SUPPLIED PASSAGE:
American businessperson

Kate Brandt is an American businessperson, former government official, and the current Chief Sustainability Officer for Google. In 2014, she was appointed as the first Chief Sustainability Officer for the American federal government. Brandt is also the recipient of the Navy Distinguished Public Service Award, the highest recognition the Navy bestows upon a civilian.

== Early life and education ==

Brandt grew up in Muir Beach, a coastal town in California. She describes her parents as "earth-loving" and how she was raised to appreciate outdoor spaces. She cites early remembrances of land being developed into tract homes of teaching her to value nature preservation.

Brandt graduated from Brown University with honors in 2007. She later earned her master's degree in international relations from the University of Cambridge, where she graduated as a Gates Cambridge Scholar.

== Career ==

After graduation, Brandt worked for Barack Obama's 2008 presidential campaign as a deputy director in Florida. After his successful election, Brandt relocated to Washington, D.C., where she worked for the White House Office of Energy and Climate Change as a policy analyst. Brandt moved on to serve as energy adviser to Navy secretary Ray Mabus. Brandt also worked as the director of energy and the environment in the White House Office of Presidential Personnel as well as an adviser to the Department of Energy.

INFORMATION GIVEN:
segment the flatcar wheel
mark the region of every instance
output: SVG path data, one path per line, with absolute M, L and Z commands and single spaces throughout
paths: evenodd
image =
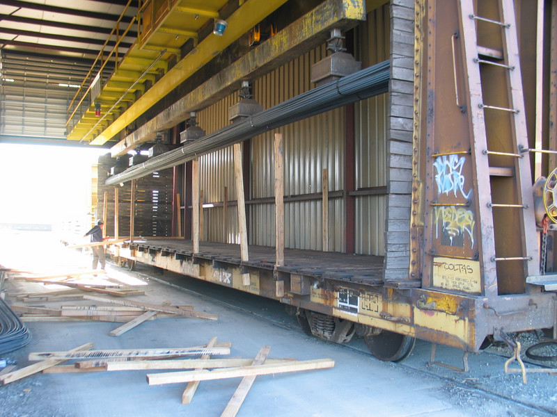
M 364 336 L 363 340 L 373 356 L 391 362 L 399 362 L 406 358 L 416 342 L 411 336 L 388 330 L 375 336 Z
M 135 265 L 136 265 L 136 261 L 132 261 L 132 259 L 128 259 L 127 260 L 127 269 L 129 270 L 134 271 L 135 270 Z
M 304 330 L 304 333 L 308 334 L 309 336 L 312 336 L 313 334 L 311 333 L 311 326 L 309 325 L 308 318 L 306 317 L 306 312 L 300 309 L 300 312 L 297 316 L 296 316 L 296 318 L 298 319 L 298 323 L 299 323 L 301 329 Z

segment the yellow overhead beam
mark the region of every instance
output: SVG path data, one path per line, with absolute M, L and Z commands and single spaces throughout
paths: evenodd
M 155 85 L 104 129 L 91 145 L 103 145 L 132 123 L 196 71 L 210 61 L 233 42 L 286 2 L 286 0 L 247 0 L 228 19 L 224 35 L 210 35 L 180 60 Z
M 180 13 L 187 15 L 194 15 L 198 16 L 205 16 L 206 17 L 211 17 L 212 19 L 219 18 L 219 12 L 216 10 L 210 10 L 208 9 L 201 9 L 196 7 L 186 7 L 184 6 L 177 6 L 173 10 Z
M 187 38 L 197 38 L 198 35 L 197 31 L 187 31 L 180 28 L 171 28 L 170 26 L 161 26 L 158 28 L 157 31 L 162 32 L 162 33 L 170 33 L 171 35 L 181 35 L 182 36 L 187 36 Z

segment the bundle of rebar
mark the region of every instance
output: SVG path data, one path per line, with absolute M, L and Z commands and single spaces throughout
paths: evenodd
M 16 350 L 30 341 L 28 329 L 0 298 L 0 354 Z
M 164 168 L 191 161 L 205 154 L 294 122 L 389 90 L 389 62 L 384 61 L 286 100 L 242 122 L 226 126 L 182 147 L 132 167 L 109 178 L 115 186 Z

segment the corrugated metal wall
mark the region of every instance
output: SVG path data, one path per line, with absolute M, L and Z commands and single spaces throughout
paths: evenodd
M 233 93 L 198 113 L 200 127 L 207 133 L 218 130 L 228 122 L 228 108 L 238 101 Z M 224 201 L 224 188 L 228 188 L 228 200 L 236 199 L 236 181 L 234 175 L 234 152 L 232 147 L 203 155 L 199 158 L 200 189 L 203 192 L 203 202 Z M 229 206 L 226 213 L 227 230 L 224 231 L 224 208 L 203 208 L 203 229 L 201 238 L 211 242 L 240 243 L 237 208 Z
M 389 27 L 388 4 L 368 13 L 367 21 L 359 26 L 356 44 L 359 48 L 356 58 L 362 61 L 362 67 L 389 59 Z M 387 94 L 354 106 L 356 189 L 386 186 L 388 108 Z M 386 197 L 364 195 L 355 198 L 354 251 L 384 255 Z
M 362 45 L 357 58 L 363 61 L 363 67 L 388 58 L 389 22 L 388 6 L 383 7 L 370 13 L 368 22 L 356 30 L 356 44 Z M 322 45 L 256 80 L 253 98 L 267 109 L 313 88 L 311 65 L 327 54 L 326 46 Z M 356 183 L 359 188 L 386 184 L 387 97 L 383 95 L 356 106 Z M 208 133 L 228 124 L 228 108 L 238 99 L 237 93 L 234 93 L 200 112 L 199 125 Z M 285 196 L 321 193 L 324 168 L 329 170 L 329 192 L 343 190 L 345 126 L 345 108 L 340 108 L 251 140 L 248 151 L 251 152 L 251 199 L 274 196 L 273 140 L 276 133 L 283 135 Z M 230 147 L 200 158 L 201 188 L 205 202 L 222 202 L 225 186 L 228 188 L 229 199 L 236 199 L 233 154 Z M 356 199 L 356 252 L 383 254 L 385 197 Z M 274 204 L 249 204 L 246 209 L 249 211 L 249 243 L 274 246 Z M 228 208 L 225 239 L 222 207 L 205 208 L 202 238 L 237 243 L 237 213 L 235 206 Z M 343 252 L 346 247 L 346 213 L 342 198 L 329 199 L 329 249 Z M 321 250 L 320 199 L 285 202 L 285 227 L 287 247 Z
M 312 50 L 257 80 L 254 98 L 268 108 L 314 87 L 311 65 L 327 56 L 325 46 Z M 253 198 L 274 195 L 275 133 L 283 138 L 284 194 L 285 196 L 321 193 L 322 171 L 329 170 L 329 189 L 344 186 L 344 109 L 318 115 L 254 138 L 251 142 L 251 193 Z M 252 206 L 251 243 L 274 245 L 274 204 Z M 345 248 L 342 199 L 329 203 L 329 248 Z M 320 250 L 322 248 L 320 199 L 285 203 L 286 247 Z

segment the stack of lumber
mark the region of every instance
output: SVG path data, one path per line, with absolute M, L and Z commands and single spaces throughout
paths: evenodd
M 170 303 L 154 304 L 136 301 L 113 300 L 95 295 L 82 295 L 82 298 L 99 302 L 101 304 L 88 306 L 62 306 L 60 309 L 12 305 L 14 311 L 22 313 L 21 320 L 30 321 L 107 321 L 123 322 L 123 325 L 112 330 L 110 336 L 120 336 L 142 322 L 162 317 L 189 317 L 218 320 L 218 316 L 196 311 L 191 306 L 172 306 Z
M 187 383 L 182 403 L 189 404 L 201 381 L 242 377 L 236 391 L 221 414 L 233 417 L 246 398 L 258 375 L 325 369 L 334 366 L 332 359 L 297 361 L 267 359 L 271 348 L 263 346 L 254 359 L 212 359 L 210 355 L 229 354 L 230 343 L 217 343 L 212 338 L 205 346 L 178 349 L 129 349 L 92 350 L 87 343 L 67 352 L 42 352 L 29 354 L 30 361 L 40 361 L 25 368 L 0 375 L 0 382 L 8 384 L 28 375 L 45 373 L 154 369 L 191 369 L 147 374 L 149 385 Z M 168 359 L 201 355 L 199 359 Z M 70 365 L 61 365 L 66 361 Z

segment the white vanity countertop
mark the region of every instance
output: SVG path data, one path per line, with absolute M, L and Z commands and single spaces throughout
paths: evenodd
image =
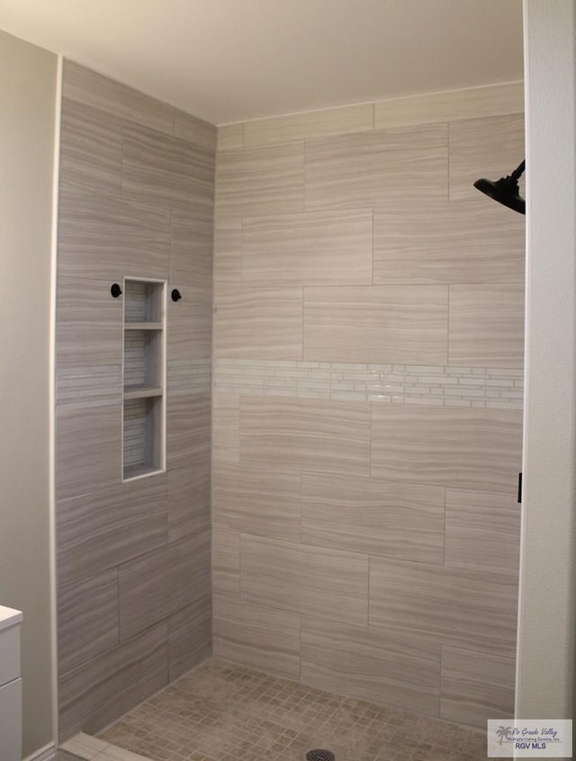
M 14 608 L 5 608 L 4 605 L 0 605 L 0 631 L 9 626 L 14 626 L 14 623 L 20 623 L 22 620 L 22 611 L 15 611 Z

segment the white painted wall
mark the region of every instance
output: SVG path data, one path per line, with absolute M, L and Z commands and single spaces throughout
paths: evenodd
M 576 470 L 576 3 L 524 0 L 526 393 L 517 718 L 572 718 Z
M 52 739 L 49 339 L 56 72 L 55 55 L 0 31 L 0 604 L 24 613 L 24 756 Z

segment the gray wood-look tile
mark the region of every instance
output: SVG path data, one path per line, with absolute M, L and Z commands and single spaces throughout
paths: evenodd
M 58 667 L 60 674 L 117 645 L 119 637 L 116 569 L 59 588 Z
M 370 626 L 511 658 L 518 581 L 487 571 L 370 559 Z
M 374 103 L 355 103 L 245 121 L 244 145 L 262 146 L 328 135 L 365 132 L 374 130 Z
M 210 451 L 210 394 L 168 398 L 166 426 L 168 470 L 189 468 Z
M 210 530 L 120 567 L 120 637 L 124 640 L 204 596 L 210 589 Z
M 240 397 L 240 462 L 367 475 L 370 406 L 364 402 Z
M 174 134 L 172 106 L 68 59 L 64 62 L 63 95 L 167 135 Z
M 473 198 L 476 180 L 510 175 L 524 158 L 524 114 L 454 121 L 449 129 L 449 151 L 450 200 Z M 525 180 L 526 175 L 520 180 L 523 197 Z
M 519 551 L 515 495 L 446 489 L 447 566 L 518 576 Z
M 212 219 L 196 219 L 193 215 L 178 211 L 172 213 L 172 287 L 212 289 L 213 234 Z
M 176 209 L 210 220 L 214 154 L 186 140 L 125 122 L 122 196 L 154 209 Z
M 56 498 L 120 483 L 121 406 L 56 410 Z
M 374 404 L 372 475 L 513 495 L 522 412 Z
M 214 219 L 214 298 L 238 293 L 242 282 L 242 220 Z
M 306 142 L 306 210 L 361 209 L 389 197 L 447 198 L 446 124 Z
M 111 297 L 111 285 L 110 279 L 58 277 L 56 312 L 58 368 L 122 363 L 122 299 Z
M 58 278 L 168 278 L 170 216 L 112 196 L 60 194 Z M 112 297 L 111 297 L 112 299 Z
M 350 475 L 302 479 L 302 542 L 443 563 L 443 488 Z
M 60 675 L 60 740 L 80 730 L 101 730 L 164 687 L 167 640 L 168 627 L 163 622 Z
M 298 541 L 300 482 L 297 470 L 215 463 L 213 521 L 241 533 Z
M 240 594 L 240 535 L 219 525 L 212 527 L 212 590 L 214 595 Z
M 218 154 L 218 214 L 246 217 L 304 210 L 304 143 Z
M 188 467 L 168 471 L 168 541 L 210 524 L 210 452 L 202 452 Z
M 438 716 L 440 646 L 415 633 L 302 617 L 302 681 Z
M 224 124 L 218 128 L 218 150 L 229 150 L 242 148 L 244 139 L 244 123 Z
M 448 290 L 442 285 L 304 289 L 304 359 L 444 364 Z
M 61 119 L 60 187 L 120 196 L 122 119 L 66 98 Z
M 442 648 L 440 717 L 486 729 L 486 720 L 514 715 L 513 658 Z
M 240 398 L 238 394 L 212 394 L 212 459 L 214 462 L 240 460 Z
M 374 283 L 524 280 L 525 219 L 481 193 L 417 206 L 391 199 L 374 210 Z
M 212 654 L 212 606 L 210 588 L 195 603 L 168 619 L 170 681 L 182 676 Z
M 451 285 L 448 351 L 451 364 L 522 367 L 524 285 Z
M 242 289 L 372 283 L 372 210 L 242 220 Z
M 247 291 L 216 300 L 214 355 L 229 359 L 302 358 L 302 290 Z
M 172 285 L 177 287 L 176 282 Z M 178 290 L 179 301 L 168 296 L 167 361 L 208 358 L 212 354 L 212 292 L 190 286 Z
M 380 101 L 374 103 L 374 127 L 382 130 L 408 124 L 456 121 L 522 111 L 523 83 L 507 82 Z
M 368 556 L 240 536 L 243 600 L 340 621 L 368 622 Z
M 174 112 L 174 135 L 189 143 L 200 146 L 206 150 L 216 153 L 217 129 L 210 121 L 204 121 L 177 109 Z
M 299 679 L 299 615 L 217 595 L 213 627 L 215 656 Z
M 116 466 L 120 470 L 120 461 Z M 165 545 L 167 494 L 160 474 L 58 501 L 58 583 L 92 577 Z

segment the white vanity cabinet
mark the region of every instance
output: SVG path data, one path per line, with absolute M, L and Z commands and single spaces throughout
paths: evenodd
M 22 613 L 0 605 L 0 748 L 2 761 L 22 759 Z

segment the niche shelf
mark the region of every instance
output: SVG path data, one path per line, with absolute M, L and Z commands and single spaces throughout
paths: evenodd
M 124 280 L 122 480 L 165 470 L 166 282 Z

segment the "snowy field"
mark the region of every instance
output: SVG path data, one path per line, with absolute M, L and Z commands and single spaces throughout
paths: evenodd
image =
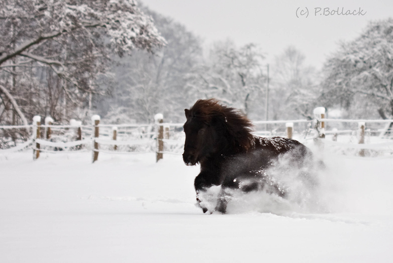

WHAT TO WORK ON:
#1 Repeat the part of the Kate Brandt text that begins at the words "After graduation, Brandt" and stops after "Department of Energy.", keeping it word for word.
#2 Answer these questions using the Kate Brandt text.
(a) In what coastal town did Brandt grow up?
(b) Which university awarded her master's degree in international relations?
(c) What role did she serve in for Navy secretary Ray Mabus?

ANSWERS BY TASK:
#1
After graduation, Brandt worked for Barack Obama's 2008 presidential campaign as a deputy director in Florida. After his successful election, Brandt relocated to Washington, D.C., where she worked for the White House Office of Energy and Climate Change as a policy analyst. Brandt moved on to serve as energy adviser to Navy secretary Ray Mabus. Brandt also worked as the director of energy and the environment in the White House Office of Presidential Personnel as well as an adviser to the Department of Energy.

#2
(a) Muir Beach, California
(b) The University of Cambridge
(c) Energy adviser